What is required: Substitute "dot" for every "marker" in the records from the line with "Task: point at every instance of the gilded ornament, one" up to and including the final line of the records. Return only those lines, with nothing else altered.

Record extracts:

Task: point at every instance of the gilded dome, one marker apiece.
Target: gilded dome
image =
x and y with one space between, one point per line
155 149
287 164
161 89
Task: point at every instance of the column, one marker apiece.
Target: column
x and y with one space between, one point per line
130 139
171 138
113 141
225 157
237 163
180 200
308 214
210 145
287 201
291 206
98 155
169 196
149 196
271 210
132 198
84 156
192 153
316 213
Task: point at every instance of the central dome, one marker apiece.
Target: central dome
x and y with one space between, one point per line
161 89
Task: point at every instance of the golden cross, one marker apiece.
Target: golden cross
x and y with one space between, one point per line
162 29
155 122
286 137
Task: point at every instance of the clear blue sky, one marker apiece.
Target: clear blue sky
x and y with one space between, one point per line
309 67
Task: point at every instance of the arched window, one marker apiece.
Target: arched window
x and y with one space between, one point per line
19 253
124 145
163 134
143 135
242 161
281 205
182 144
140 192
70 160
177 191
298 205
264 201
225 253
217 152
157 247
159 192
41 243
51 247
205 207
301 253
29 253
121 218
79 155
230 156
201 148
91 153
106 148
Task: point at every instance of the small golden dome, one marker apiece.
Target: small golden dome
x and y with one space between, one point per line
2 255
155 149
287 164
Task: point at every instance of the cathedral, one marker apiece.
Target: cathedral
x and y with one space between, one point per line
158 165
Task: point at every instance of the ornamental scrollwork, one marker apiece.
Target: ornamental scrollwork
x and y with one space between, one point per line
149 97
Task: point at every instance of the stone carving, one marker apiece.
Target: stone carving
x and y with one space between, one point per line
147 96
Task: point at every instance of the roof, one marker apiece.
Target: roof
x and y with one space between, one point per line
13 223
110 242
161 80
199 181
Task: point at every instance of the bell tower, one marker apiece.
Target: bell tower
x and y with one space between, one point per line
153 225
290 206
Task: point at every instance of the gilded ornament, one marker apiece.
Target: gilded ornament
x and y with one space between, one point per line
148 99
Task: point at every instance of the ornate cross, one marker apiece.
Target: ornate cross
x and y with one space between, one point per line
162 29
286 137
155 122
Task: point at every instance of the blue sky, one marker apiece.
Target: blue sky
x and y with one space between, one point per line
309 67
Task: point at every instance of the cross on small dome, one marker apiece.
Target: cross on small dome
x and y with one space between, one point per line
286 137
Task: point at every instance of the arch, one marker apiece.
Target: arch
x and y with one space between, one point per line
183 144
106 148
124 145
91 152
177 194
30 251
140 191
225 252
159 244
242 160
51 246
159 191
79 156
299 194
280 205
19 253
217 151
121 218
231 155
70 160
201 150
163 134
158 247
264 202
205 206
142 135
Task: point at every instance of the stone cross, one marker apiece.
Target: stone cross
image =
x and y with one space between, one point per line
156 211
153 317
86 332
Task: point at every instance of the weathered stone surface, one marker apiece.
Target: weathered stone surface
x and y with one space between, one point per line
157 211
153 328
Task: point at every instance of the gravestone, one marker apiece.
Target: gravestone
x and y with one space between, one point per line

Result below:
Task: point at every instance of the gilded ornament, one dot apiece.
Target: gilded ornament
x and y with one space between, one point per line
148 99
Task: point at every instance of the ornate cross, one dot apiece.
Target: ornate cross
x and y with one space between, one point per line
162 29
286 137
155 122
Task: point at every instance of the blue sky, one dot apiece.
Target: blue sky
x and y with one space between, one point per line
309 67
Task: point at every instance of the cross on small dome, one dot apiece.
Target: cross on small dome
x and y with one space between, one point per line
286 137
Task: point at every instance of the arch, one dot apiece.
Target: arch
x and y with one space between, one point per line
183 144
106 148
124 145
91 152
177 194
30 251
140 191
225 252
159 244
242 160
51 246
159 191
79 156
299 194
280 205
19 253
217 151
121 218
231 155
70 160
201 150
163 134
158 247
264 202
205 206
142 135
Task: point at every instance of the stone cross, one dot apiece.
Target: stone cross
image =
x and y with one space between, one point per line
156 211
153 317
86 332
Task: point at every instance of the weathered stone surface, one dot apiece.
Target: weathered stone surface
x and y with one space between, one point per line
157 211
153 328
Task: point at every instance of the gravestone, one dot apiece.
Target: gravestone
x and y with one space between, one point per line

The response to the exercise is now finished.